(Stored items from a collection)
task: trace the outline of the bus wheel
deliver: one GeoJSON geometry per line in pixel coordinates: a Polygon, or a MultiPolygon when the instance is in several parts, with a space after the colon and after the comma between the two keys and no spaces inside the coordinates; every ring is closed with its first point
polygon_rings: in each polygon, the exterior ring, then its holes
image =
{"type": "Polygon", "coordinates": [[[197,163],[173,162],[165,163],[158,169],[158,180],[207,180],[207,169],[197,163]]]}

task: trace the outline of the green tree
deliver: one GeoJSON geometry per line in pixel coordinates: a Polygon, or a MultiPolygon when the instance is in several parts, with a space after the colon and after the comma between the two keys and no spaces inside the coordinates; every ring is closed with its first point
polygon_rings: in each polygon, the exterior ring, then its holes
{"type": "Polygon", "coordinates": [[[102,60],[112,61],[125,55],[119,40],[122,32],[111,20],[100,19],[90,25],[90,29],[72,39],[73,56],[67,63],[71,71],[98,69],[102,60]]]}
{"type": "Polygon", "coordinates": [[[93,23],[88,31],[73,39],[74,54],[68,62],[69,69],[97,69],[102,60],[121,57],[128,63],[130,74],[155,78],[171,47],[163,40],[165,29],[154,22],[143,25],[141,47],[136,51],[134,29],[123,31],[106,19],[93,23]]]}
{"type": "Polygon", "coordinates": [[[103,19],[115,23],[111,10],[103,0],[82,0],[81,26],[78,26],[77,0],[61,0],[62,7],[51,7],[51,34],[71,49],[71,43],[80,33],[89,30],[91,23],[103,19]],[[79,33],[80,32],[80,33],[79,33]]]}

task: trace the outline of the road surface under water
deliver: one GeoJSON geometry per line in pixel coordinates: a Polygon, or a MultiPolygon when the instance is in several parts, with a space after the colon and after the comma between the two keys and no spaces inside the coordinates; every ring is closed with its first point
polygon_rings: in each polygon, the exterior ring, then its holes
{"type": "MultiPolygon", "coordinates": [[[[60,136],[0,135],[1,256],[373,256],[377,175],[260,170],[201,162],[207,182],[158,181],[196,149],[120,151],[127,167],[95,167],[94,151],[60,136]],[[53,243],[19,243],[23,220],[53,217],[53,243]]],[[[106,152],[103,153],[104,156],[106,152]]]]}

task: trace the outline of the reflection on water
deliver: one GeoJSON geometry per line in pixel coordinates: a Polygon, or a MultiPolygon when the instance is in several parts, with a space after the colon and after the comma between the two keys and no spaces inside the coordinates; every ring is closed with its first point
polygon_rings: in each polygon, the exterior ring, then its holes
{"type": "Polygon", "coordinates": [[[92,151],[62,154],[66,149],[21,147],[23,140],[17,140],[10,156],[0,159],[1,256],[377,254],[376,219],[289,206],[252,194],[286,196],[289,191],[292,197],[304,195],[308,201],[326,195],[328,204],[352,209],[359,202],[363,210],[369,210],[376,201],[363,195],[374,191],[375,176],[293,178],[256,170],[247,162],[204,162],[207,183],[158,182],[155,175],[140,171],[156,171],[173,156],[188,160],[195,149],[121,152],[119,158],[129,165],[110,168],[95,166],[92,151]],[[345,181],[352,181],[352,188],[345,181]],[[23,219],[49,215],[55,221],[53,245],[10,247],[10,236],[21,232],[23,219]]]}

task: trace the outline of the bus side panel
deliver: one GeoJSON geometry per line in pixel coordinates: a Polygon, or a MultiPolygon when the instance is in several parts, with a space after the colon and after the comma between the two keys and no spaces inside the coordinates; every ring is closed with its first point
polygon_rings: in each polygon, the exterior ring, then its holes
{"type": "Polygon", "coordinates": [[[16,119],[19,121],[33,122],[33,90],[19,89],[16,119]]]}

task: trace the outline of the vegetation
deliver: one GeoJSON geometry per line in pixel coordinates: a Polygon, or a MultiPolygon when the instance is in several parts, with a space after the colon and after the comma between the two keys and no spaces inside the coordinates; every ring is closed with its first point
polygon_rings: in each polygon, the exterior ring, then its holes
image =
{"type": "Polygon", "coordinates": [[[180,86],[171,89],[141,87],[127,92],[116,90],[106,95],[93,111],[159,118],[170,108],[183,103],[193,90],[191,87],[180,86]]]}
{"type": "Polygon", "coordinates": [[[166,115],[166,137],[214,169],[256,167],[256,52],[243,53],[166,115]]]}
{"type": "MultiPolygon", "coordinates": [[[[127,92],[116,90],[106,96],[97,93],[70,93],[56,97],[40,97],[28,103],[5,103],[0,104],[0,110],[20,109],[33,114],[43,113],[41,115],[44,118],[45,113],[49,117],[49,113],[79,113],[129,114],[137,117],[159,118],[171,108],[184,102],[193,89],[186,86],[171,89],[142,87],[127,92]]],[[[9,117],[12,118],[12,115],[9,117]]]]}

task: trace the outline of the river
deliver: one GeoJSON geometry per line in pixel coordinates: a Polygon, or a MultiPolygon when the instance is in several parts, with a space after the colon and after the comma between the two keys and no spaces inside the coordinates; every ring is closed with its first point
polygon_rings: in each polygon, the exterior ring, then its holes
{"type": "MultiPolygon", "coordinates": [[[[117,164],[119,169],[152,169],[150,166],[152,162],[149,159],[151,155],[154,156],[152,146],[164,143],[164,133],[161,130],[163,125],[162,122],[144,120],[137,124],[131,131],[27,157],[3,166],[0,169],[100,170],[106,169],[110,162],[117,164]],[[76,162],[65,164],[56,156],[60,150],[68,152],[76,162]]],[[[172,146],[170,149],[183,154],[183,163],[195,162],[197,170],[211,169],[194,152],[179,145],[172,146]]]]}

## SHORT EXERCISE
Rescale the records starting at the line that contains "task: trace the outline of the river" and stopping after the last line of the records, both ends included. Write every one of those lines again, requests included, with each pixel coordinate in the answers multiplied by 0.2 and rounded to a whole number, halves rounded up.

## TASK OUTPUT
task: trace the outline of the river
deliver: one GeoJSON geometry per line in pixel coordinates: a Polygon, or a MultiPolygon when the instance is in several parts, with a space after the colon and after the comma between the two keys and no spaces inside the coordinates; every ring is closed with its first point
polygon_rings: in each polygon, the exterior ring, then its holes
{"type": "MultiPolygon", "coordinates": [[[[23,33],[24,34],[30,34],[30,33],[30,32],[30,32],[30,31],[31,31],[30,29],[33,29],[33,27],[32,26],[33,25],[32,24],[29,24],[27,25],[26,26],[5,31],[1,33],[0,34],[20,34],[21,34],[22,32],[23,33]],[[15,32],[13,33],[11,31],[12,30],[14,30],[15,32]]],[[[34,29],[34,30],[37,31],[37,33],[39,32],[39,34],[42,34],[39,30],[36,29],[34,29]]]]}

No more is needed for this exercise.